Task details:
Extend the Bloomingdale Food Access Project text below, picking up right after its final bullet point.

Source excerpt:
A community center — healthy nutrition education, cooking certification, food education initiatives, entertainment, and events. A place where people come together around food.

One hub. Multiple enterprises. One community.

Our Solution:
A New Model for Rural Grocery Access

Display of fresh vegetables in a grocery store, including lettuce, spinach, bell peppers, zucchini, tomatoes, garlic, cauliflower, broccoli, and eggplant.

Education, Learning & Community Connection

The hub isn't just about buying food — it's about building knowledge. Cooking and nutrition classes, food budgeting workshops, youth programs, farm-to-table education, and community events. A place where people come together around food, learn together, and grow together.

Person chopping cherry tomatoes on a wooden cutting board in a kitchen, with fresh vegetables like tomatoes, cauliflower, and scallions on the counter.

Where We Are Now

The Bloomingdale Food Access Project has moved from concept into active development:

• Cooperative structure — A standalone cooperative corporation is being formed. Support is being sought from Michigan State University's Cooperative Development Program and the Food Co-Op Initiative for startup process and cooperative structuring guidance.

• Building acquisition — A proposal to acquire the former Wagoner's building has been submitted through a community-aligned land contract with the Bloomingdale Area Improvement Club.

• Federal funding — A $465,000 USDA Rural Business Development Grant application is in preparation for an informational review with USDA Rural Development.

• State funding — A Michigan Department of Agriculture equipment grant for $100,000 is being filed for the April 15 deadline.

• Community development finance — Conversations are underway with local and regional CDFIs, including the Michigan Good Food Fund, to support working capital and operational financing.

• Community leadership — A Cooperative Director with 20+ years of nonprofit and enterprise experience has been identified and a letter of intent is being prepared.

Collection entries:

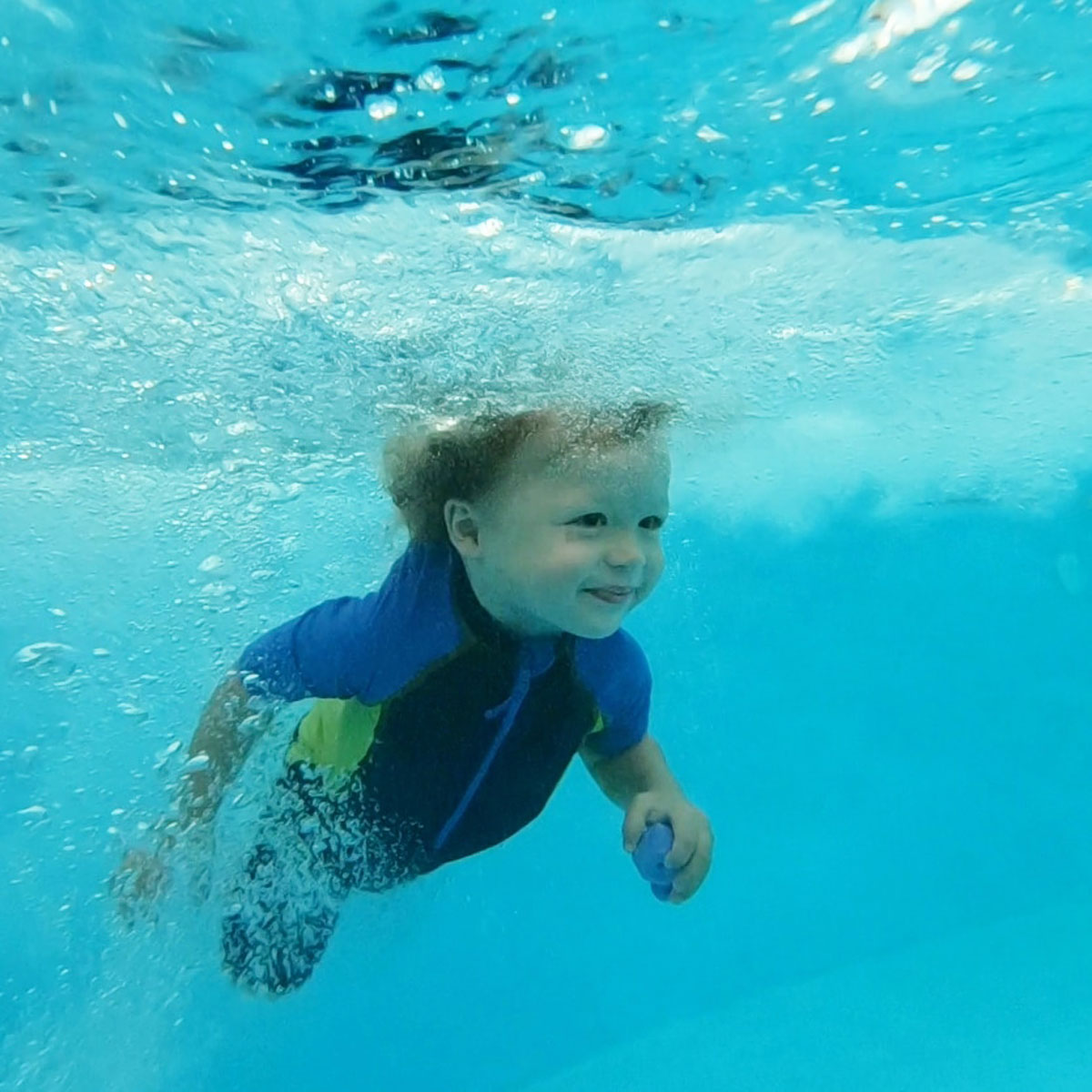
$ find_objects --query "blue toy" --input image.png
[633,823,678,902]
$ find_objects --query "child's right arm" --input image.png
[178,672,268,829]
[111,672,261,922]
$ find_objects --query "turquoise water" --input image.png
[0,0,1092,1092]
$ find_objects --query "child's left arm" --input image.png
[580,736,713,903]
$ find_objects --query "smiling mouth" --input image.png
[584,588,634,604]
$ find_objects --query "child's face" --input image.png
[468,442,671,638]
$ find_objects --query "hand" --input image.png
[109,850,168,928]
[622,791,713,903]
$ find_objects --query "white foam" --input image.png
[0,201,1092,526]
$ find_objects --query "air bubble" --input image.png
[414,65,446,91]
[561,125,607,152]
[368,95,399,121]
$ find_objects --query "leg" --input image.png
[223,764,351,996]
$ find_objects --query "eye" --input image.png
[569,512,607,528]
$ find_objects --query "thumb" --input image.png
[622,794,651,853]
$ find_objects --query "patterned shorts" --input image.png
[223,763,421,996]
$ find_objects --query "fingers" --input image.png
[622,793,667,853]
[668,824,713,905]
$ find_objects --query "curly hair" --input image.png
[383,400,677,542]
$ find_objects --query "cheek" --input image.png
[644,546,664,592]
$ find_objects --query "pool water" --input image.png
[0,0,1092,1092]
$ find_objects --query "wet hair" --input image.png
[383,400,677,542]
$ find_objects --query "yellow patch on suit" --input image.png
[288,698,382,774]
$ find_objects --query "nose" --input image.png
[606,531,644,569]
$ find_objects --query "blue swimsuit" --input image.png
[224,544,651,993]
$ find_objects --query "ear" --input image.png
[443,500,481,557]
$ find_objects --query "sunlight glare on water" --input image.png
[0,0,1092,1092]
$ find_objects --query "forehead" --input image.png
[504,439,671,503]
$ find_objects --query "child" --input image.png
[118,402,712,994]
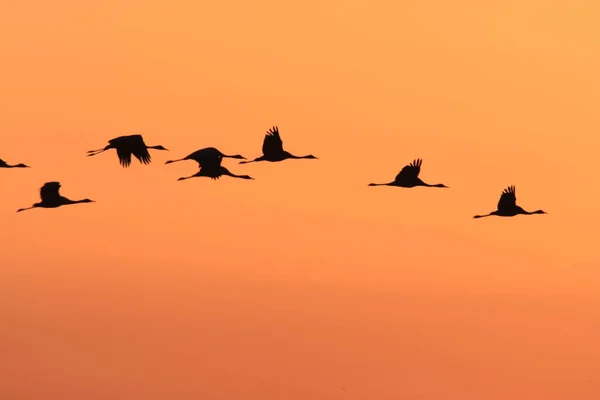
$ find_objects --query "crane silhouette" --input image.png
[369,158,448,188]
[0,158,31,168]
[473,186,547,218]
[88,134,167,168]
[17,182,94,212]
[165,147,246,166]
[240,126,317,164]
[177,157,254,181]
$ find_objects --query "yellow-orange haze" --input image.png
[0,0,600,400]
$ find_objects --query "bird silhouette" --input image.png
[177,156,254,181]
[369,158,448,188]
[240,126,317,164]
[473,186,547,218]
[165,147,246,166]
[17,182,94,212]
[0,158,31,168]
[88,135,167,168]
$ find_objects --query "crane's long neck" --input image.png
[240,156,265,164]
[369,182,394,186]
[421,181,448,188]
[285,151,316,160]
[17,203,39,212]
[473,211,497,218]
[88,145,112,157]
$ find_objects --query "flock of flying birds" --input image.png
[0,126,546,218]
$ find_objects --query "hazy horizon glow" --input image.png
[0,0,600,400]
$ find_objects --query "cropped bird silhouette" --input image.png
[177,157,254,181]
[88,135,167,168]
[165,147,246,166]
[0,158,31,168]
[473,186,547,218]
[369,158,448,188]
[17,182,94,212]
[240,126,317,164]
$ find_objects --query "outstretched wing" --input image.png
[129,135,152,164]
[40,182,60,202]
[396,158,423,181]
[263,126,283,155]
[498,186,517,210]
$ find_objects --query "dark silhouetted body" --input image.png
[473,186,547,218]
[165,147,246,166]
[0,159,30,168]
[88,135,167,168]
[17,182,94,212]
[178,157,254,181]
[369,158,448,188]
[240,126,317,164]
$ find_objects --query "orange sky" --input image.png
[0,0,600,400]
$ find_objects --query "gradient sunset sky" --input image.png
[0,0,600,400]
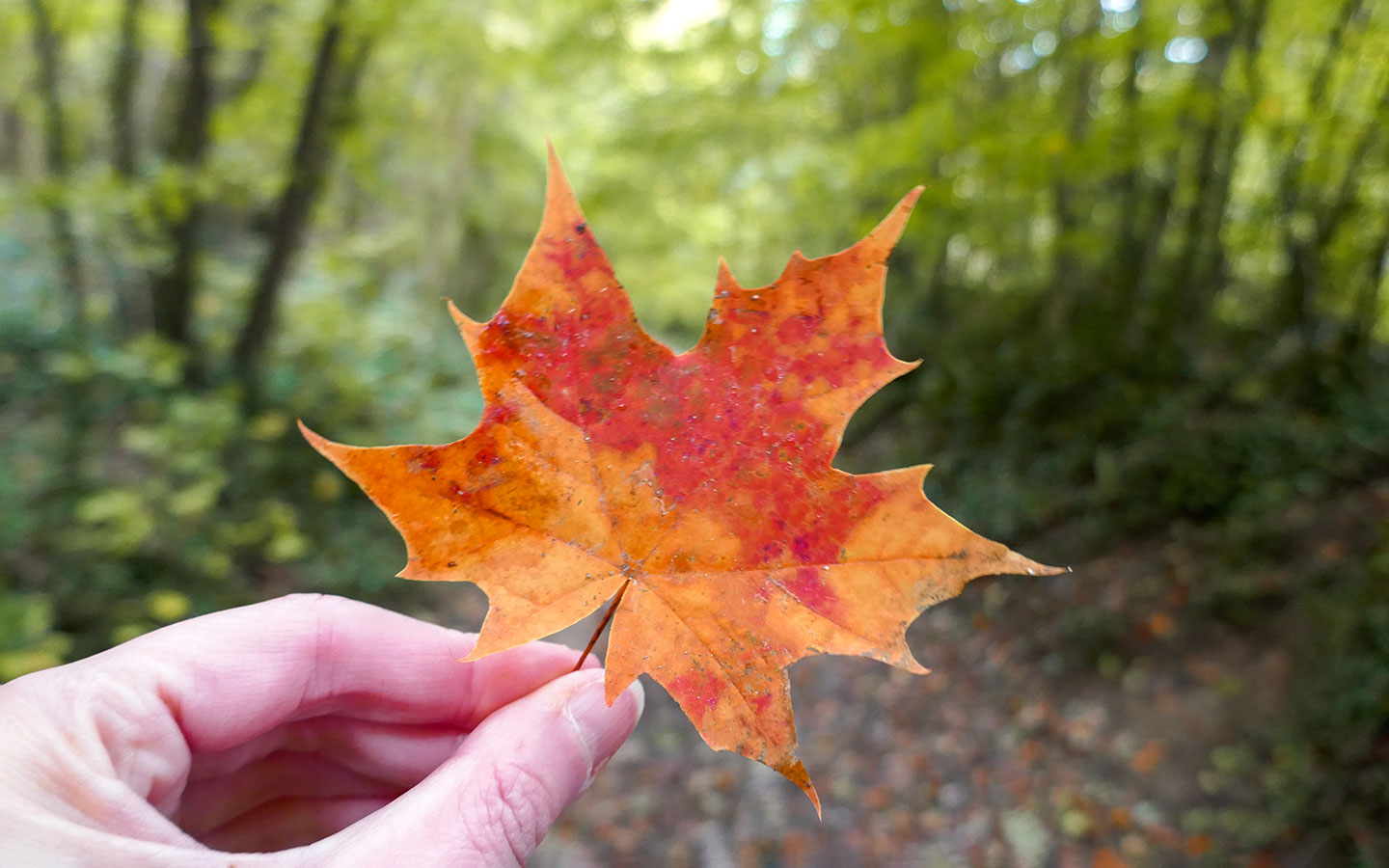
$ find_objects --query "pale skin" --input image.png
[0,594,643,868]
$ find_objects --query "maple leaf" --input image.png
[303,149,1055,812]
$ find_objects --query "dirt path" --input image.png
[500,485,1389,868]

Output below:
• Local support — Letters of support received from the Village of Bloomingdale Council, Bloomingdale Township Council, and the Van Buren County District Library.

• Rural collaboration — BDA is connecting with other rural leaders across Michigan and the region who are working on similar food access and enterprise development projects — sharing strategies, lessons learned, and building a network of communities doing this work together.

• Governance — BDA's board has adopted formal compliance policies, conflict of interest procedures, and financial controls aligned with federal grant requirements.

We're building toward a summer 2026 opening.

Bloomingdale needs all of us now more than ever, the path forward will be shaped by the people who reach out a helping hand. Your support, whether through volunteering, lending your skills, connecting us with partners, or simply spreading the word, fuels the momentum behind this project.

Every hand offered, every hour given, every contribution made becomes part of the foundation we are rebuilding together. This is more than restoring a grocery store; it is reclaiming our community’s strength, dignity, and self-reliance.

By stepping forward, you become part of the story of Bloomingdale’s revival — helping to ensure that our neighbors, our elders, and our children have what they need to thrive. Join us, and let’s build a future worthy of the proud roots we share. Please share this project, share your ideas, and reach out to us if you would like to help.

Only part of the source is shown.